Document excerpt.
A “People’s Plaque” installed by protesters near Bangkok’s Royal Palace was “planted in the hearts of the Thai people”, activists said yesterday, vowing its removal marked only the beginning of their battle to reform the monarchy.
Some 30,000 demonstrators turned out over the weekend, the largest show of force since near-daily student-led rallies began two months ago.
They demanded the resignation of Prime Minister Prayut Chan-o-cha, a former army chief who masterminded a 2014 coup, and some also called for the monarchy to stay out of politics. The most symbolic action was the installation of a “People’s Plaque” — a brass plater the size of a manhole cover — in historic Sanam Luang park near Bangkok’s Grand Palace, meant to replicate one installed decades ago that mysteriously vanished two years ago.
By yesterday the new plaque had also vanished, with police later telling reporters they had removed it to “use as evidence”. But demonstrators remained unbowed.
The plaque was “planted in the hearts of the Thai people”, prominent activist Parit Chiwarak, told reporters, vowing that protesters would make replicas and install them across the city.

Parts of the exercise.
**1)** In the article on the Bangkok protest plaque, what is the answer to each question?
(a) About how many demonstrators turned out over the weekend?
(b) In which park was the new plaque installed?
(c) Why did police say they removed the plaque?
**2)** Does the article on the Bangkok protest plaque agree with each statement? Answer yes or no and quote the words that decide it.
(a) Prayut Chan-o-cha once led the army.
(b) The original plaque disappeared decades ago.
(c) Parit Chiwarak said protesters would put up copies of the plaque around the city.

Given records.

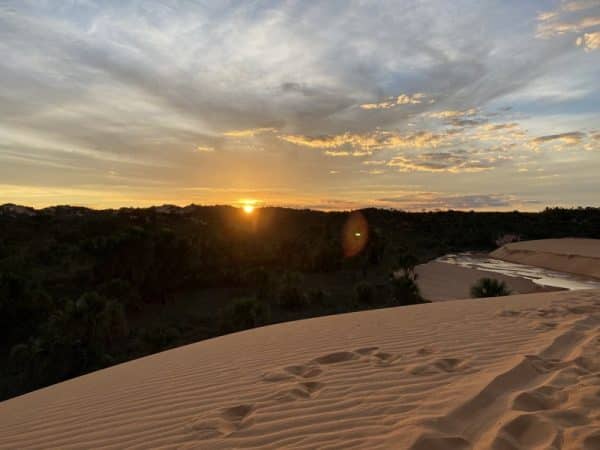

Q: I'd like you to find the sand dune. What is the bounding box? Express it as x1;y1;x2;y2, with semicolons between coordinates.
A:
0;291;600;450
490;238;600;278
416;261;558;301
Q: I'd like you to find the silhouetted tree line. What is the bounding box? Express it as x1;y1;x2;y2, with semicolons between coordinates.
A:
0;206;600;398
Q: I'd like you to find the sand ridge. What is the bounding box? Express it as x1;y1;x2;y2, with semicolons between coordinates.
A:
0;291;600;450
490;238;600;279
416;261;560;301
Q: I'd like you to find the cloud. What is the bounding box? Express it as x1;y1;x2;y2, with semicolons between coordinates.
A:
378;192;536;210
387;150;509;173
423;108;477;119
223;128;277;138
575;31;600;51
562;0;599;12
536;0;600;41
279;130;444;151
360;92;435;109
0;0;599;209
194;145;215;153
530;131;586;148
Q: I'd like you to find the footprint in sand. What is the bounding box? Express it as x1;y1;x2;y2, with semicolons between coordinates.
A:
261;364;323;382
189;405;255;439
417;347;435;356
410;434;471;450
354;347;379;356
583;431;600;450
314;352;360;364
274;381;323;402
492;414;558;450
410;358;470;375
513;386;569;411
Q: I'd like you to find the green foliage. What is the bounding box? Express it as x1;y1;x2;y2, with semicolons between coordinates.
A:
279;273;308;311
354;281;375;305
0;205;600;398
392;275;423;305
220;297;270;333
471;278;510;298
307;289;328;306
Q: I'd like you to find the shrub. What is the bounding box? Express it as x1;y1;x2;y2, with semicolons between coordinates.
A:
279;273;308;311
392;275;423;305
308;289;327;306
471;278;510;298
354;281;375;305
220;297;269;332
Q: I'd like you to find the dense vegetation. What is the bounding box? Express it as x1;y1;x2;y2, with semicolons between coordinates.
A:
0;205;600;398
471;278;510;298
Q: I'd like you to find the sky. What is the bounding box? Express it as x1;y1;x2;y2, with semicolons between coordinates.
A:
0;0;600;210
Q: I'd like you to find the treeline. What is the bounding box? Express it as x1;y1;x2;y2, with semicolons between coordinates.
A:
0;205;600;398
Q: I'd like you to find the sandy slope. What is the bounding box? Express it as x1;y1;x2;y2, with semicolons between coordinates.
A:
0;291;600;450
490;238;600;278
416;261;558;301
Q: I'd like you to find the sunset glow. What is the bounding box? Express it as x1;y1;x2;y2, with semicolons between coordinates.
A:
0;0;600;211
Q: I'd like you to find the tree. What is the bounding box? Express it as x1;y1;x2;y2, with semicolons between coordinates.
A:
471;278;510;298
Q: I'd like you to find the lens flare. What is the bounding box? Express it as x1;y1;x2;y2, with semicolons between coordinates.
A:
342;211;369;258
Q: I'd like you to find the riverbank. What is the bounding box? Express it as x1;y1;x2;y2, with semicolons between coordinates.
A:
490;238;600;279
416;261;561;301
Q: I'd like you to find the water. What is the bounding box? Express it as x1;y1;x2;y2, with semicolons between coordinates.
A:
436;253;600;291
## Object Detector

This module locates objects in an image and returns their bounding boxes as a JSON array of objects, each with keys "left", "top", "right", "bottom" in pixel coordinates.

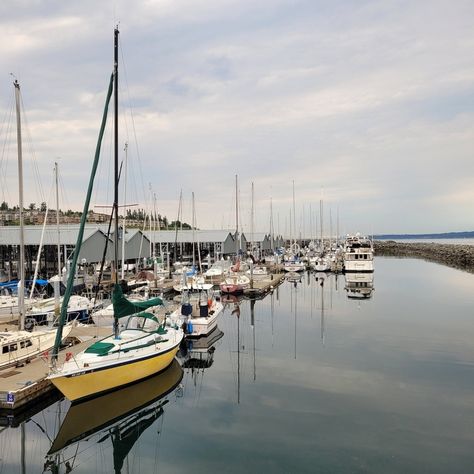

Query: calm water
[{"left": 0, "top": 257, "right": 474, "bottom": 474}]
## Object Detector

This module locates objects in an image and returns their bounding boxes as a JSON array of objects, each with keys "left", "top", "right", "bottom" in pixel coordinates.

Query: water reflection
[
  {"left": 0, "top": 258, "right": 474, "bottom": 474},
  {"left": 345, "top": 273, "right": 374, "bottom": 300},
  {"left": 44, "top": 359, "right": 183, "bottom": 473}
]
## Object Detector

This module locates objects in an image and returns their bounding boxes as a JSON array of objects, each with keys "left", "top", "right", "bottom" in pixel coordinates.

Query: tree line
[{"left": 0, "top": 201, "right": 192, "bottom": 230}]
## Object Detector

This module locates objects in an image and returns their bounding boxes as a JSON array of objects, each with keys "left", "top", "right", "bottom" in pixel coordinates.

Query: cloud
[{"left": 0, "top": 0, "right": 474, "bottom": 232}]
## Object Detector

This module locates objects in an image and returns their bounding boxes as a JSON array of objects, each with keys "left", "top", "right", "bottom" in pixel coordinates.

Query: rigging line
[
  {"left": 20, "top": 91, "right": 44, "bottom": 205},
  {"left": 0, "top": 95, "right": 14, "bottom": 202},
  {"left": 119, "top": 38, "right": 146, "bottom": 206}
]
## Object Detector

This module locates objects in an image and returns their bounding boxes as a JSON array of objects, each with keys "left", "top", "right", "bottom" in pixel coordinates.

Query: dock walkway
[{"left": 0, "top": 326, "right": 110, "bottom": 411}]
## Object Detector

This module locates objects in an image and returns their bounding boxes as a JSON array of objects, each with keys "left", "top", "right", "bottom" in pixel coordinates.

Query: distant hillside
[{"left": 374, "top": 230, "right": 474, "bottom": 240}]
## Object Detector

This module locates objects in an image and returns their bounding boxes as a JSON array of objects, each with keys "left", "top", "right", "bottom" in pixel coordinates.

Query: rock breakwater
[{"left": 374, "top": 240, "right": 474, "bottom": 273}]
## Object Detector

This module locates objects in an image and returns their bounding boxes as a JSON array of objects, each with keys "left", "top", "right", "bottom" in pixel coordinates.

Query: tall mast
[
  {"left": 113, "top": 27, "right": 119, "bottom": 283},
  {"left": 191, "top": 191, "right": 196, "bottom": 268},
  {"left": 13, "top": 79, "right": 25, "bottom": 331},
  {"left": 290, "top": 180, "right": 296, "bottom": 249},
  {"left": 113, "top": 27, "right": 119, "bottom": 338},
  {"left": 54, "top": 162, "right": 61, "bottom": 316},
  {"left": 235, "top": 175, "right": 239, "bottom": 258},
  {"left": 250, "top": 181, "right": 254, "bottom": 257},
  {"left": 54, "top": 162, "right": 61, "bottom": 278},
  {"left": 121, "top": 142, "right": 128, "bottom": 280},
  {"left": 270, "top": 197, "right": 275, "bottom": 253}
]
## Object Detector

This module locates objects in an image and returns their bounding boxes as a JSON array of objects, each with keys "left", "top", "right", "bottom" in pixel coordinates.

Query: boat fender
[{"left": 25, "top": 318, "right": 36, "bottom": 331}]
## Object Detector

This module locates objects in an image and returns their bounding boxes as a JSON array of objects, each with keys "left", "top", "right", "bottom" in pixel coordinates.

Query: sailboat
[
  {"left": 48, "top": 28, "right": 183, "bottom": 402},
  {"left": 0, "top": 79, "right": 72, "bottom": 369}
]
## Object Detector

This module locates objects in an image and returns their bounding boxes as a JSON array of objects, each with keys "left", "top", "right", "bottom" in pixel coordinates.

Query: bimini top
[{"left": 112, "top": 284, "right": 163, "bottom": 319}]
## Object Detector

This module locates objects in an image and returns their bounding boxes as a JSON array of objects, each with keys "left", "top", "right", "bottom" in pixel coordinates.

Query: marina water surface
[{"left": 0, "top": 257, "right": 474, "bottom": 474}]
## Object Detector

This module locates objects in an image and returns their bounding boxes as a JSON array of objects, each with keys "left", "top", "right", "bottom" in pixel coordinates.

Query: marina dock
[
  {"left": 0, "top": 326, "right": 110, "bottom": 412},
  {"left": 244, "top": 273, "right": 285, "bottom": 297}
]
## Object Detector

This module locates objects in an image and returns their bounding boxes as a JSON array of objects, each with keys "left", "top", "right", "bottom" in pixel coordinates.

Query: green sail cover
[{"left": 112, "top": 284, "right": 163, "bottom": 319}]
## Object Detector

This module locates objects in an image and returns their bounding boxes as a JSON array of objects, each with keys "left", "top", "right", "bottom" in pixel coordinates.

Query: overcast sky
[{"left": 0, "top": 0, "right": 474, "bottom": 235}]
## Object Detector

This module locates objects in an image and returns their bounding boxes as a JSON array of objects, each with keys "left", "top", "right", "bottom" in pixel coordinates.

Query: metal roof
[
  {"left": 145, "top": 229, "right": 232, "bottom": 243},
  {"left": 0, "top": 224, "right": 108, "bottom": 246}
]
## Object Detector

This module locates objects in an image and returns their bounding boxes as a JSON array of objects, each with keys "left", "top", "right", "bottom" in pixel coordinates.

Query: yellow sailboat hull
[{"left": 50, "top": 345, "right": 178, "bottom": 402}]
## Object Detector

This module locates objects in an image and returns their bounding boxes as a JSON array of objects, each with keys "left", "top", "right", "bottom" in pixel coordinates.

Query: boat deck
[
  {"left": 244, "top": 273, "right": 285, "bottom": 296},
  {"left": 0, "top": 326, "right": 111, "bottom": 411}
]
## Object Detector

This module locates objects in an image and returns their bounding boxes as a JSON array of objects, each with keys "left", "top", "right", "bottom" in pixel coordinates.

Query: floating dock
[
  {"left": 0, "top": 326, "right": 110, "bottom": 418},
  {"left": 244, "top": 273, "right": 285, "bottom": 298}
]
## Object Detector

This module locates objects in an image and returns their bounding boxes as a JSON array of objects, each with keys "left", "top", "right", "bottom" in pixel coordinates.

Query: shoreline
[{"left": 374, "top": 240, "right": 474, "bottom": 273}]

The answers.
**1)**
(a) Some 30,000.
(b) Sanam Luang park, near Bangkok's Grand Palace.
(c) To "use as evidence".

**2)**
(a) Yes: "a former army chief who masterminded a 2014 coup"
(b) No: "mysteriously vanished two years ago"
(c) Yes: "vowing that protesters would make replicas and install them across the city"